Coordinate annotation entries:
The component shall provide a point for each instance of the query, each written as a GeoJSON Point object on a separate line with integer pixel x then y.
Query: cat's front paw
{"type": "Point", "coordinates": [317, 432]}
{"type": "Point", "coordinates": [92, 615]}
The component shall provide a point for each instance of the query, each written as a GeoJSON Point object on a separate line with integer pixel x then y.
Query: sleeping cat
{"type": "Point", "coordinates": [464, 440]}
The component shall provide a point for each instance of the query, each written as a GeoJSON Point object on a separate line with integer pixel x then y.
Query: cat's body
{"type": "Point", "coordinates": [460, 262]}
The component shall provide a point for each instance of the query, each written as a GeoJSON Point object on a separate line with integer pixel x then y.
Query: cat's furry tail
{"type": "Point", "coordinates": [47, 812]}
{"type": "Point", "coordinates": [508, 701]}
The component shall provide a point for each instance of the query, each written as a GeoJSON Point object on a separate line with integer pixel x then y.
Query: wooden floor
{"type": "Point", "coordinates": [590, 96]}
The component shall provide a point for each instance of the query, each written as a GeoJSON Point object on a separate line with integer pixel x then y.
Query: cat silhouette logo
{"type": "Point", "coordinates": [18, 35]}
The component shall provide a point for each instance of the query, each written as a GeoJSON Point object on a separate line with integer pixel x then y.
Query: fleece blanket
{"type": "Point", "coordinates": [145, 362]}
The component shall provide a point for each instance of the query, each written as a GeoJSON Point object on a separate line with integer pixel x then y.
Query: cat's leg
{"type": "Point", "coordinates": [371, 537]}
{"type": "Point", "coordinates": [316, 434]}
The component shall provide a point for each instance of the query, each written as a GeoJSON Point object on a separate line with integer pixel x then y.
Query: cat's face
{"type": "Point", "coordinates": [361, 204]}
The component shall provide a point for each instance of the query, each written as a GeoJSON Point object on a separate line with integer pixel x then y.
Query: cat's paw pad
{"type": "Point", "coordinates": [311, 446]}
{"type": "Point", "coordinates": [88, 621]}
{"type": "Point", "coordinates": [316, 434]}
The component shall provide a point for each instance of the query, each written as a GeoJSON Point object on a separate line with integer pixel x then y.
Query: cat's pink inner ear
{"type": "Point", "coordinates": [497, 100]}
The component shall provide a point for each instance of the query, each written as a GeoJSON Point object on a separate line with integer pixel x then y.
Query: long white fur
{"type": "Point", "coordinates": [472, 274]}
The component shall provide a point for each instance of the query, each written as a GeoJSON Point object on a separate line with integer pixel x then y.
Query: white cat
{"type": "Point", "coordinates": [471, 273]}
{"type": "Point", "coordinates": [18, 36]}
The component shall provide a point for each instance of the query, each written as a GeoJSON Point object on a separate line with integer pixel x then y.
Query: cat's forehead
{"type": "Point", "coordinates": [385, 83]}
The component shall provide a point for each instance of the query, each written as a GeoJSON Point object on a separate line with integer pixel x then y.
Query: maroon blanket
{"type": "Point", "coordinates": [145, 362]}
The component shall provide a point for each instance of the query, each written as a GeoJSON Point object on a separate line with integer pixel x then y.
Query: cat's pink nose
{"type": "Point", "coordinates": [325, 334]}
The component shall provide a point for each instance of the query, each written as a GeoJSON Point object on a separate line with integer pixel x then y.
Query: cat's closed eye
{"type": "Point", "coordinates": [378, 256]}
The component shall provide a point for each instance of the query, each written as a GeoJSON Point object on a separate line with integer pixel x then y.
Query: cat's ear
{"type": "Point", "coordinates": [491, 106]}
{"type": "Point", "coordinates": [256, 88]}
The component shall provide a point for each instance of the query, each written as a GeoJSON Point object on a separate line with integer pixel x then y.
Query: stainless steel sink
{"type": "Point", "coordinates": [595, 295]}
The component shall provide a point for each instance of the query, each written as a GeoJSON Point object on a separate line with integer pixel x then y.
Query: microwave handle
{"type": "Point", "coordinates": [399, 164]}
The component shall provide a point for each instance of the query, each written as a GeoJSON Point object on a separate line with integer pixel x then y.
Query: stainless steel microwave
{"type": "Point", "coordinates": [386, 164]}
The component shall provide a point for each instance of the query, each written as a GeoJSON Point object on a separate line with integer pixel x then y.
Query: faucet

● Your objective:
Reproduce all of the entries word for word.

● Solved problem:
The component shall provide a point for each instance of the query, each written as a GeoJSON Point object on a separate line with integer pixel x then y.
Query: cat's front paw
{"type": "Point", "coordinates": [317, 432]}
{"type": "Point", "coordinates": [92, 615]}
The component shall provide a point for each instance of the query, each written as a GeoJSON Point object on a separate line with integer pixel x then y.
Query: sleeping cat
{"type": "Point", "coordinates": [464, 440]}
The component shall provide a point for each instance of the query, each written as a GeoJSON Point object on a separate line with integer pixel x then y.
Query: cat's body
{"type": "Point", "coordinates": [460, 262]}
The component shall provide a point for each instance of the query, each written as a GeoJSON Point object on a separate line with integer pixel x then y.
Query: cat's furry tail
{"type": "Point", "coordinates": [47, 812]}
{"type": "Point", "coordinates": [508, 701]}
The component shall provide a point for each instance of the query, each written as a GeoJSON Point object on a separate line with integer pixel x then y.
Query: wooden floor
{"type": "Point", "coordinates": [590, 96]}
The component shall provide a point for each instance of the query, each written as a GeoJSON Point object on a separate line with integer pixel x then y.
Query: cat silhouette logo
{"type": "Point", "coordinates": [18, 35]}
The component shall provide a point for each instance of the query, each written as a GeoJSON Point object on a separate line with integer pixel x then y.
Query: fleece blanket
{"type": "Point", "coordinates": [145, 362]}
The component shall provide a point for each instance of the query, each written as a GeoJSON Point object on a separate line with integer pixel x then y.
Query: cat's leg
{"type": "Point", "coordinates": [371, 537]}
{"type": "Point", "coordinates": [316, 434]}
The component shall provide a point for each instance of the query, each written as a GeoJSON Point object on a separate line with integer pixel x then y.
Query: cat's face
{"type": "Point", "coordinates": [361, 204]}
The component shall provide a point for each instance of the query, each written as a GeoJSON Point object on a separate line with integer pixel x then y.
Query: cat's paw pad
{"type": "Point", "coordinates": [311, 446]}
{"type": "Point", "coordinates": [88, 621]}
{"type": "Point", "coordinates": [316, 434]}
The component shall provide a point for each instance of the query, each written as a GeoJSON Point object on a separate line with integer pixel x then y.
Query: cat's pink inner ear
{"type": "Point", "coordinates": [497, 100]}
The component shall provide a point for each instance of the query, each written as a GeoJSON Point object on a separate line with integer pixel x then y.
Query: long white fur
{"type": "Point", "coordinates": [472, 274]}
The component shall provide a point for each instance of the query, each written as a GeoJSON Point object on a separate line with integer pixel x then y.
Query: white cat
{"type": "Point", "coordinates": [471, 273]}
{"type": "Point", "coordinates": [18, 36]}
The component shall provide a point for each instance of the query, each written as a GeoJSON Point object on a separate line with integer pixel x then y.
Query: cat's forehead
{"type": "Point", "coordinates": [385, 83]}
The component shall provide a point for each instance of the query, each written as a GeoJSON Point object on a separate line with integer pixel x then y.
Query: maroon blanket
{"type": "Point", "coordinates": [145, 362]}
The component shall provide a point for each instance of the query, each written as a GeoJSON Point object on a separate line with integer pixel x then y.
Query: cat's pink nose
{"type": "Point", "coordinates": [325, 334]}
The component shall provide a point for each instance of the query, each written as a GeoJSON Point object on a separate line with integer pixel x then y.
Query: cat's closed eye
{"type": "Point", "coordinates": [378, 256]}
The component shall provide a point for each instance of the query, each written as a GeoJSON Point object on a separate line with integer pixel x then y.
Query: cat's ear
{"type": "Point", "coordinates": [491, 106]}
{"type": "Point", "coordinates": [256, 88]}
The component shall provide a point for each instance of the query, each written as a GeoJSON Point object on a separate line with integer pixel x then y.
Query: stainless steel sink
{"type": "Point", "coordinates": [595, 295]}
The component shall provide a point for each instance of the query, each written as a GeoJSON Point object on a separate line with integer pixel x then y.
Query: microwave handle
{"type": "Point", "coordinates": [399, 164]}
The component shall provide a point for each instance of the query, each written as a GeoJSON Point object on a separate line with integer pixel x then y.
Query: stainless steel microwave
{"type": "Point", "coordinates": [386, 164]}
The component shall provide a point for each instance of the query, each written as a GeoJSON Point object on a separate line with integer pixel x then y.
Query: faucet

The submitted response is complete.